*** ROWS ***
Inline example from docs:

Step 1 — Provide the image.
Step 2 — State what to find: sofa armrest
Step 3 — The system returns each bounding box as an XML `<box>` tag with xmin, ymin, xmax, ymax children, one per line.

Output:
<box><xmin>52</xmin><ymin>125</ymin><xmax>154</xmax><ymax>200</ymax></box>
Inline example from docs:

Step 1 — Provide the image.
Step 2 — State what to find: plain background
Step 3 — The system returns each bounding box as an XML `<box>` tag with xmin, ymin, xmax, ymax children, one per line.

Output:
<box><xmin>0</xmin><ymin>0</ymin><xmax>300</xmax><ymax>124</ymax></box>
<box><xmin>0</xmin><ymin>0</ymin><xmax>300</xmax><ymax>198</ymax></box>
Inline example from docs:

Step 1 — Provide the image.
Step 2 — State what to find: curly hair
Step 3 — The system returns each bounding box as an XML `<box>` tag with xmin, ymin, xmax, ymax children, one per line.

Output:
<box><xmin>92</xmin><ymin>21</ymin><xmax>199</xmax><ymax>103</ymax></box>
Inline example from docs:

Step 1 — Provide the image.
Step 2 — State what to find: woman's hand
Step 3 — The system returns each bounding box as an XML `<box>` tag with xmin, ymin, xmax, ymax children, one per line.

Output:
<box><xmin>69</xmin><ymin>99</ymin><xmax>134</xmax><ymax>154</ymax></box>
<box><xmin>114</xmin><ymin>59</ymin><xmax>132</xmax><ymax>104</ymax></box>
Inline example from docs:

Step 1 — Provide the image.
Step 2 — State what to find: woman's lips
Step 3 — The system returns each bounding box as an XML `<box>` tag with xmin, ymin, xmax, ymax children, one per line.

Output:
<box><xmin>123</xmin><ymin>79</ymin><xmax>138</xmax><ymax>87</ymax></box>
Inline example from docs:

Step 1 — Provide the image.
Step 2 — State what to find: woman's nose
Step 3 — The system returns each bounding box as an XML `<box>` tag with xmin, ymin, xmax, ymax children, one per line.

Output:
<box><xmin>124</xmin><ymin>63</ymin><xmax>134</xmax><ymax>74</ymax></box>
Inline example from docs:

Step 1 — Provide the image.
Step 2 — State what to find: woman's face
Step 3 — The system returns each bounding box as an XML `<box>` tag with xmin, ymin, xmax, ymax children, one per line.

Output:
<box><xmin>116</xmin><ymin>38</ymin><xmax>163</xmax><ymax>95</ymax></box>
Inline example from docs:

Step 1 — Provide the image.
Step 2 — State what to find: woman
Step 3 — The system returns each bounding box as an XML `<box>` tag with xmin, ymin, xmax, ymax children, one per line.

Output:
***
TASK TO COMPLETE — Locate every line in the records that contains the word "State" and copy each of those lines.

ANSWER TO THE EXERCISE —
Step 2 — State what to find: sofa armrest
Step 2 — State what to find: plain background
Step 2 — State what to find: curly hair
Step 2 — State what to find: woman's hand
Step 2 — State what to find: woman's lips
Step 2 — State what to find: woman's nose
Step 2 — State what to find: woman's face
Step 2 — State what to find: woman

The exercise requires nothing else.